▸ **Trecho citado**
※
5. Colhidos os vistos, realizou-se a conferência.
6. Dos autos retiram-se os seguintes elementos relevantes:
- a recorrente foi condenada pela prática, em autoria material, de um crime de Tráfico de estupefacientes, do artigo 21.º, do Decreto-Lei n.º 15/93, de 22 de janeiro, com referencia às Tabelas I-A e I-B, do mesmo diploma, na pena de 5 anos de prisão [acórdão desta Relação de 14.7.2008, confirmado por acórdão do Supremo Tribunal de Justiça de 8.10.2008 [certidão de fls. 25-80];
- de acordo com a liquidação da pena, oportunamente homologada, o meio da pena foi atingido em 26.5.2011, os 2/3 da pena serão atingidos em 26.3.2012, os 5/6 em 26.1.2013 e o termo da pena em 26.11.2013 [fls. 60-61]; 
- O Relatório de Liberdade Condicional elaborado pela Direção-Geral dos Serviços Prisionais conclui pela seguinte “Avaliação e Parecer”: “B… tem apresentado boa adaptação às regras institucionais, assim como tem revelado competências pessoais e sociais para em meio livre gerir o seu percurso de vida de forma normativa. Trata-se de uma reclusa primária, sendo o próprio meio de residência a relacionar o actual contacto com o sistema da justiça à influência do ex-companheiro. face ao descrito e a motivação para a mudança apresentado por B…, sou de parecer favorável à concessão de liberdade condicional, nesta fase de cumprimento da pena” [fls. 93-94];
- O Relatório social para concessão de liberdade condicional, elaborado pela Direção-Geral de Reinserção Social conclui nos seguintes termos: “B… cumpre pena de prisão pela primeira vez, mostrando comportamento adequado em contexto prisional e posicionamento crítico face aos factos pêlos quais cumpre pena, evidenciando arrependimento. Apresenta factores de protecção traduzidos no enquadramento habitacional e familiar no agregado familiar de origem, junto dos pais e três filhos menores, com condições económicas suficientes para assegurar a satisfação das necessidades básicas á descendente até a sua integração laborai, que perspectiva concretizar em liberdade.
※
▸ **Tarefa a realizar**
Segundo o trecho sobre a liberdade condicional, em que data foi atingido o meio da pena? As linhas seguintes são material à parte, independente do trecho.

▸ **Conteúdo dos dados**
※
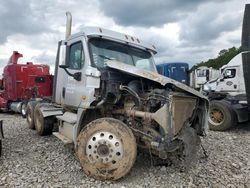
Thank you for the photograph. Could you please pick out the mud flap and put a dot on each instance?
(191, 143)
※
▸ **Resposta**
O meio da pena foi atingido em 26.5.2011.